» SELECTION:
The Death of William Rufus: Accident or Assassination?


On 2nd August 1100 King William II was killed while hunting in the New Forest.

William, also know as "Rufus" owing to ruddy complexion and red hair, was the third son of William the Conqueror. The eldest son Robert Curthose inherited William’s lands in Normandy, the second son Richard died in 1075 while hunting in the New Forest. The youngest son Henry was left no lands but was the only one of William’s four sons born in England.

The Death of Rufus (William II), Alexander Davis Cooper, 1866

William Rufus came to the throne in 1087; his reign witnessed the rule of one of the most unpopular Kings of England, the Anglo Saxon Chronicle described him as “harsh and severe” and “hated by almost all his people”. He was constantly at odds with his elder brother Robert across the channel and at war with the Scots and Welsh. He increased the tax burden to fund his war machine. He was often at odds with the church; relations deteriorated to such a degree that the Archbishop of Canterbury went into exile.

William Rufus was staying at Winchester, and having rejected a plea for reconciliation with the Archbishop, declared he would go hunting the next day.

The day started with news that a monk had dreamed that William Rufus would die in a hunting incident that day. William scoffed at the prophecy and carried on with his plans to go hunting. The party ventured into the New Forest, a Royal hunting ground as designated by his father William the Conqueror.

» MATERIAL:
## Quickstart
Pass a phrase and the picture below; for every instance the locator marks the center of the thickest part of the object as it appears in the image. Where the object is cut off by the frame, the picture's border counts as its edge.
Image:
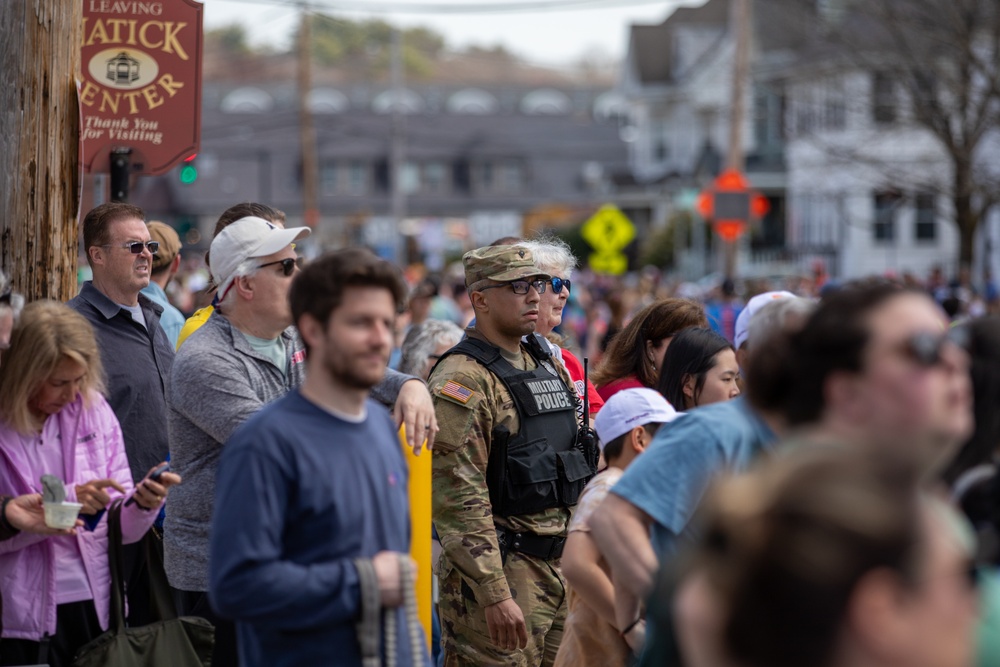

» EXERCISE TASK 1: In the account of William Rufus's death, which chronicle described him as "harsh and severe"?
» EXERCISE TASK 2: Rewrite the paragraph beginning "William Rufus came to the throne in 1087" from the account of William Rufus's death as a short bulleted list that keeps its main facts.
» EXERCISE TASK 3: Carry the account of William Rufus's death forward from its final sentence about the hunting party entering the New Forest.

» EXERCISE ANSWER 1: The Anglo Saxon Chronicle.

» EXERCISE ANSWER 2:
- William Rufus took the throne in 1087 and was one of England's most unpopular kings. The Anglo Saxon Chronicle called him "harsh and severe" and "hated by almost all his people."
- He was constantly at odds with his elder brother Robert across the channel.
- He was at war with the Scots and the Welsh.
- He raised taxes to fund his war machine.
- His relations with the church worsened until the Archbishop of Canterbury went into exile.

» EXERCISE ANSWER 3:
William Rufus was with Walter Tyrrell, said to be an excellent marksman. An arrow shot by Tyrrell had missed his prey and rebounded of a tree and through the chest of the Rufus. It could simply have been a genuine hunting incident but immediate events cast doubt on this.

Tyrrell immediately fled to France. Stories claim he had a blacksmith shod his horse with shoes reversed so that he could not be tracked. It seems he needn’t have wasted his time as no one set after him in pursuit. Even so, Tyrrell is said to have never returned to England.

The lifeless body of the king was left in the forest with no reports of any attempts to save him. His younger brother Henry, also hunting in the forest that day in the same royal party, immediately set off to Winchester to secure the Treasury and was crowned King of England within three days. A forest charcoal burner eventually took William’s body to Winchester in a cart where he endured a simple burial.

Some historians have speculated that the death of William Rufus was no accident but an assassination on the orders of Henry; the Rufus had never married and having no offspring had no heir to the throne. However, Henry’s dash to secure the treasury and rapid coronation may have been simply to secure the throne of England and deter any aspirations of his elder brother Robert of Normandy who was on Crusade at the time.. It seems we will never know for certain.

Yet, theories abound of course; it has even been claimed that the Rufus had been killed by a French agent as the English king was planning to invade Normandy. Henry was installed on the English throne as he had no aspirations to do so.

In a woodland clearing off the A31 road between Cadnam and Stoney Cross in Hampshire, is a metre high iron memorial erected in 1841, replacing an earlier one erected in 1745. The adjacent oak tree is said to be a descendant of the original tree that the deadly arrow deflected off and pierced the King’s lung. Nearby is an inn called the Sir Walter Tyrrell.

The Rufus Stone

The memorial is inscribed on three sides:

"Here stood the oak tree, on which an arrow shot by Sir Walter Tyrrell at a stag, glanced and struck King William the Second, surnamed Rufus, on the breast, of which he instantly died, on the second day of August, anno 1100."

"King William the Second, surnamed Rufus being slain, as before related, was laid in a cart, belonging to one Purkis, and drawn from hence, to Winchester, and buried in the Cathedral Church of that city."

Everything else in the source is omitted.